== Given exercise 1 ==
Show every line in the records below that contains the word "cloud".

== Passage to read ==
************

Udit Vashisht
Author: Udit Vashisht


Matplotlib Tutorial in Python | Chapter 2 | Extracting Data from CSVs and plotting Bar Charts.

  • 9 minutes read
  • 344 Views
Matplotlib Tutorial in Python | Chapter 2 | Extracting Data from CSVs and plotting Bar Charts.

    Table of Contents

Matplotlib Tutorial in Python

Chapter 2 | Extracting Data from CSVs and plotting Bar Charts

In the last chapter, we learned to draw simple plots in Matplotlib and further customizing it.In this chapter we will be learning to extract data from external sources like CSV and creating Matplotlib bar charts.

Matplotlib Tutorials in Python - Creating Simple Bar Charts

Just like plt.plot() , you can simply use plt.bar() to create Matplotlib Bar Chart.

# matplotlib_barchart_tutorial.py

import matplotlib.pyplot as plt
plt.style.use('ggplot')

ages = [12, 13, 14, 15, 16, 17, 18, 19, 20, 21]

total_population = [27877307, 24280683, 25258169, 25899454, 24592293, 21217467, 27958147, 20859088, 28882735, 19978972]

plt.bar(ages, total_population, color='b', label="Total Population")
plt.legend()
plt.xlabel("Age")
plt.ylabel("Total Population")
plt.title("Age-wise population of India")
plt.show()

Just like plt.plot(), we can pass the color argument to the plt.bar() also.

matplotlib_tutorial_barchart_simple.png

Matplotlib Tutorials in Python - Adding Line Plots to Bar Charts

We can add line plots to overlap Matplotlib Bar Charts.

# matplotlib_barchart_tutorial.py

male_population = [14637892, 12563775, 13165128, 13739746, 13027935, 11349449, 15020851, 10844415, 14892165, 10532278]

female_population = [13239415, 11716908, 12093041, 12159708, 11564358, 9868018, 12937296, 10014673, 13990570, 9446694]

plt.plot(ages, male_population, color='g', linestyle='--', marker='o', label="Male Population")
plt.plot(ages, female_population, color='r', linestyle='-', marker='^', label="Female Population")

matplotlib_tutorial_barchart_simple_.png

Matplotlib Tutorials in Python - Adding more Bar Charts to the Matplotlib Plot

We can simply add more than one Bar Chart in a Matplollib Plot by running plt.bar().

************

== Records to use ==
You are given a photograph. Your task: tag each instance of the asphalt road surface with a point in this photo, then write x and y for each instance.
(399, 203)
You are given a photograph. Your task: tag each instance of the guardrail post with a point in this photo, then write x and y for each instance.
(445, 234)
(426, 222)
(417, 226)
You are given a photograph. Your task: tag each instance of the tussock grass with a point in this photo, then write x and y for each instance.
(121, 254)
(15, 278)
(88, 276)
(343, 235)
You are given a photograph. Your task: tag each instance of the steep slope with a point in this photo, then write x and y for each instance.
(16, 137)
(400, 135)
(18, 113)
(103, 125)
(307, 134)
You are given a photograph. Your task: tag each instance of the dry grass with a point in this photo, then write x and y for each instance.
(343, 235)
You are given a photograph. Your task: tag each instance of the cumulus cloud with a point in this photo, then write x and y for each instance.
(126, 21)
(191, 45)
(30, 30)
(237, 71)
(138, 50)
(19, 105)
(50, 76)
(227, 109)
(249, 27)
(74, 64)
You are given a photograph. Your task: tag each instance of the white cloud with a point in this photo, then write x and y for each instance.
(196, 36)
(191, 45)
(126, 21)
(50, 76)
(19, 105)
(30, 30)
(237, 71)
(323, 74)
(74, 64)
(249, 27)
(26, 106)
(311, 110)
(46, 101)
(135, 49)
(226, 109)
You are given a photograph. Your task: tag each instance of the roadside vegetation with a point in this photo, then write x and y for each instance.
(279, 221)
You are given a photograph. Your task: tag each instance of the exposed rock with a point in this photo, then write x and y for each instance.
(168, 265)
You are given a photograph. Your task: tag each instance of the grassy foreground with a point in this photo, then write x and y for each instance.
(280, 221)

************

== Given exercise 2 ==
Carry the Matplotlib bar chart tutorial above forward, starting right after its last sentence.

== Written response 1 ==
You are given a photograph. Your task: tag each instance of the cumulus cloud with a point in this photo, then write x and y for each instance.
You are given a photograph. Your task: tag each instance of the white cloud with a point in this photo, then write x and y for each instance.

== Written response 2 ==
matplotlib_tutorial_barchart_mutliple_.png

In the above plot, for each age range, female population < male population < total population, hence we can distinguish between the data but if the data is not linear like this, it won’t be possible to read the data from the plot that effectively.

Matplotlib Tutorials in Python - Stacking bars side-by-side in Matplotlib Bar Chart

To overcome the problem mentioned above, we will have to perform a little hack to place our Bars in the Matplotlib Charts side-by-side for better readability. For this we will be using numpy.Numpy will be installed automatically while installing matplotlib, if not, you can alternatively install it by:-

pip install numpy

Then, we will be adding following code to display the Bars side-by-side in the Matplotlib Bar Chart Plot:-

# matplotlib_barchart_tutorial.py

import numpy as np
age_indexes = np.arange(len(ages))
width = .30

plt.bar(age_indexes + width, total_population, width=width, color='b', label="Total Population")
plt.bar(age_indexes, male_population, width=width, color='g', label="Male Population")
plt.bar(age_indexes - width, female_population, width=width, color='r', label="Female Population")

plt.xticks(ticks=age_indexes, labels=ages)

Let me walk you through the code one by one:-

  1. We have imported the numpy as np.
  2. Then, we have created an array which has as many items as ages by using numpy.arange() and len() method to get the length of ages.
  3. Then we have defined the default width of each bar, this will be used to offset the bars to the left and right of the main bar chart.
  4. In plt.bar(), we have used +/- width to offset a particular bar to left and right of the male_population bar. Also, we have set the width = 0.30.
  5. Finally, to show x_indexes (i.e. from 0 to len of the list), we have set the labels of x-axis = ages.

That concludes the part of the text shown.